=== What the task asks ===
Copy the lines from the one containing "[segment] stone column;" through the end of the records, keeping every character unchanged.

━━ Source material

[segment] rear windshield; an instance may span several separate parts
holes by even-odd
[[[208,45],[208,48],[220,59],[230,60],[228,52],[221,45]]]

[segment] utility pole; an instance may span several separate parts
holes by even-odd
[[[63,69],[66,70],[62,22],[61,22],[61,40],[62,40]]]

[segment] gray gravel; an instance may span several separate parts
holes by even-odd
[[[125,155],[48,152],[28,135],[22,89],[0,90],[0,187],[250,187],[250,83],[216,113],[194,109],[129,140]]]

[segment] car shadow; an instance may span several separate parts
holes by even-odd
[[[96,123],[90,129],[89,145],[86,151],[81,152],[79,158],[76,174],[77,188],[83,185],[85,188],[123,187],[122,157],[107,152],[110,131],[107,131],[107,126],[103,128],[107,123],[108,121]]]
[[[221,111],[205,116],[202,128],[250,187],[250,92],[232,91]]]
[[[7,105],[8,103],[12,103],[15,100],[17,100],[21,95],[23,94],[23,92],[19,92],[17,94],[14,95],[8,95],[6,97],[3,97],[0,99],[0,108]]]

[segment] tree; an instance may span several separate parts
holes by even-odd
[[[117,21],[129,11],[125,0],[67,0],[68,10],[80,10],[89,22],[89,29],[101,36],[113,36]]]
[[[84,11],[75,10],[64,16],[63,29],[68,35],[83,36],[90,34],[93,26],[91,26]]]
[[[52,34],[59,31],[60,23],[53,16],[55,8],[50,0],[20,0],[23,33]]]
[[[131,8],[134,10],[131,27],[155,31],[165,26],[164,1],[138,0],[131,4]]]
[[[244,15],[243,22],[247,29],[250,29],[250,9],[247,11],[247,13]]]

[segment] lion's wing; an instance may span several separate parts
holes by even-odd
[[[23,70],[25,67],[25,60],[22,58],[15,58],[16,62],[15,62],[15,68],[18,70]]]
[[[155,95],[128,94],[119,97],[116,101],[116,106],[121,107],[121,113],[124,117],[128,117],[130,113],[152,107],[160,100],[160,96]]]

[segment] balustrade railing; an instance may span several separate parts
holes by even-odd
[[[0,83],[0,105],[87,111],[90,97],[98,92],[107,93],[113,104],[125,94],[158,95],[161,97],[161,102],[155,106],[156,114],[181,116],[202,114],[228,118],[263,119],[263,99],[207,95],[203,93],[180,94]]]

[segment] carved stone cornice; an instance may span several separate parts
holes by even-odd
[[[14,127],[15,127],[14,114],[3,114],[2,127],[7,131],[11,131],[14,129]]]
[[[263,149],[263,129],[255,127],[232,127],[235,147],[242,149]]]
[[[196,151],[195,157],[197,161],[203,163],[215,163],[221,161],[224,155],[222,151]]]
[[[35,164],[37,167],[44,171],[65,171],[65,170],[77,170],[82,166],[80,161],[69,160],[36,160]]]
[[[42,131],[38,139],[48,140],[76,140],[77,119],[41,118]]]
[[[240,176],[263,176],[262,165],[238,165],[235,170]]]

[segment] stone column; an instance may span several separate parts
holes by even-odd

━━━━

=== Answer for the task ===
[segment] stone column; an instance may span several separate parts
holes by even-odd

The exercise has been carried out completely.